■ Tarefa a cumprir ■
Reproduza o trecho da entrevista com Carlos Casas que começa em "Joca Vidal, DJ" e termina em "seja, muita burocracia.".

■ Trecho do texto ■
^^^^
Entrevista com Carlos Casas

Para filmar a trilogia END, Carlos Casas levou dez anos, envolto em diversas dificuldades, desde o frio até a escassez de alimento. Em novembro, no dia 27, Carlos apresentou-se com o Chelpa Ferro no Instituto dos Arquitetos do Brasil  pela primeira vez esses três filmes como performance.

Joca Vidal, DJ e Jornalista do Rio de Janeiro, entrevistou o artista por email e conversou um pouco sobre esse processo difícil que envolveu uma década de esforço e determinação. Junto, algumas fotos tiradas por Diana Sandes e Rodrigo Torres.

Como foi seu processo de pesquisa e quanto tempo foi necessário para a escolha dos locais de filmagem?

Desde que tive a ideia de filmar, cada projeto levou um longo tempo de pesquisa. Patagônia entre 1999 e 2002, com dois períodos de filmagem; Aral entre 2002 e 2003, um período; e Siberia, entre 2005 e 2009, também com dois períodos de filmagem.

A mais longa e a mais difícil foi o projeto Siberia por causa das permissões e do difícil acesso. Fiquei em Moscou durante um mês fazendo reuniões e contato com as pessoas. Obter permissões para acessar Chukotka não é fácil, lá é um enclave militar russo e uma região autônoma, ou seja, muita burocracia.

Você teve financiamento de patrocinadores ou os filmes da trilogia foram investimento pessoal?

Todas as minhas obras são um investimento pessoal, a minha saúde, minha mente, meu tempo… Mas a trilogia foi produzida enquanto eu estava como artista residente e consultor criativo na Fabrica e na revista Colors. Tivemos também uma parceria com oum canal de TV Suiço-Italiano, mas todos os três disponibilizaram um orçamento muito pequeno

 

Houve contato prévio com os entrevistados?

Nós conhecemos a maioria dos nossos personagens no período antes das filmagens. Alguns deles, como no filme Patagonia, exigiam mais tempo e uma espécie de casting foi feito antes de fotografar. Todos eles foram resultado de uma pesquisa das necessidades e requisitos do casting, mas há sempre o fator surpresa que você encontra quando está em um local como esse.

Quais foram as precauções tomadas com o frio e comida? Usou roupas especiais? Como foram os preparativos para a Sibéria?
^^^^
■ Extrato de dados ■
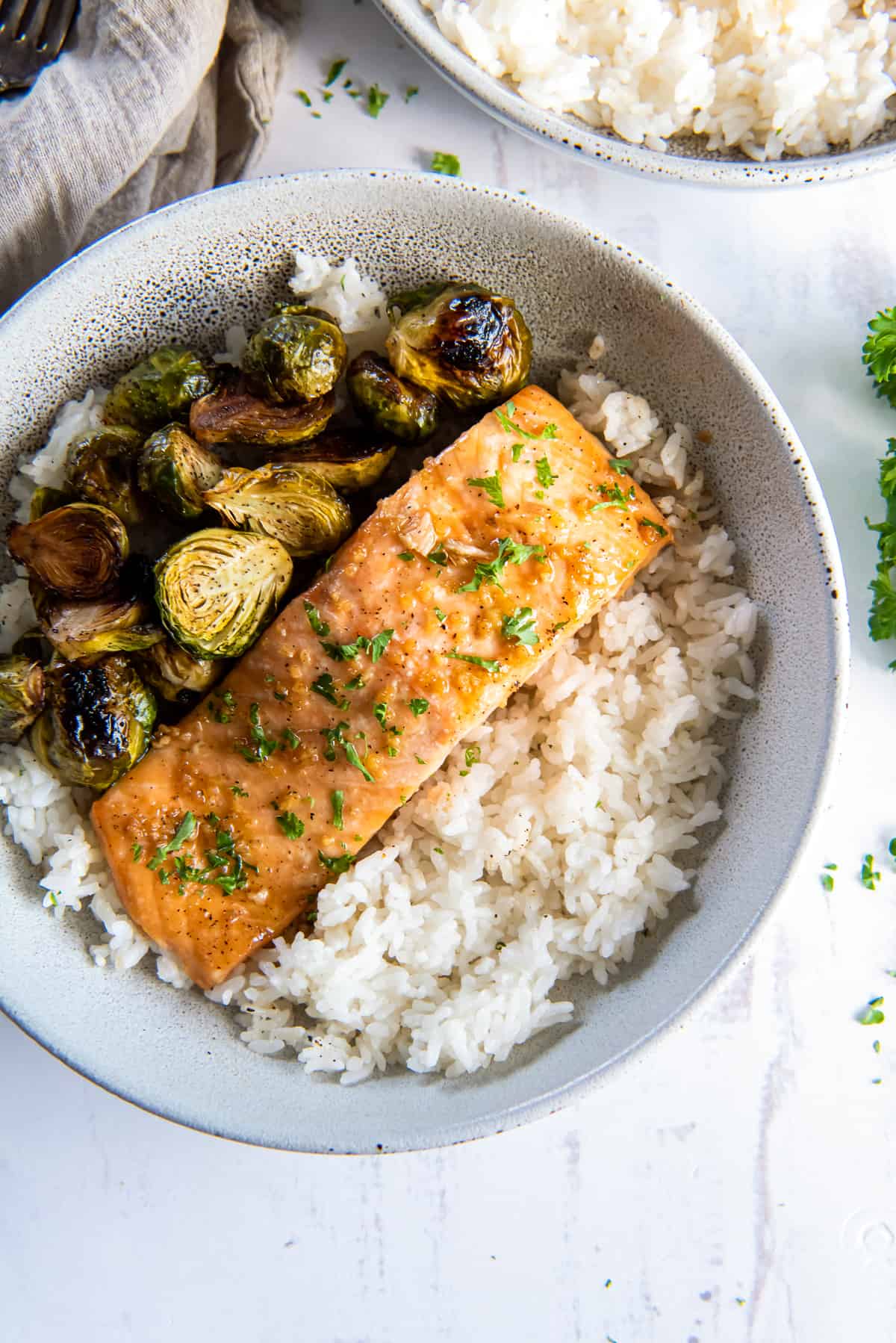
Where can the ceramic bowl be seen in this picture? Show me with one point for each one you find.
(687, 159)
(190, 272)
^^^^
■ Resultado ■
Joca Vidal, DJ e Jornalista do Rio de Janeiro, entrevistou o artista por email e conversou um pouco sobre esse processo difícil que envolveu uma década de esforço e determinação. Junto, algumas fotos tiradas por Diana Sandes e Rodrigo Torres.

Como foi seu processo de pesquisa e quanto tempo foi necessário para a escolha dos locais de filmagem?

Desde que tive a ideia de filmar, cada projeto levou um longo tempo de pesquisa. Patagônia entre 1999 e 2002, com dois períodos de filmagem; Aral entre 2002 e 2003, um período; e Siberia, entre 2005 e 2009, também com dois períodos de filmagem.

A mais longa e a mais difícil foi o projeto Siberia por causa das permissões e do difícil acesso. Fiquei em Moscou durante um mês fazendo reuniões e contato com as pessoas. Obter permissões para acessar Chukotka não é fácil, lá é um enclave militar russo e uma região autônoma, ou seja, muita burocracia.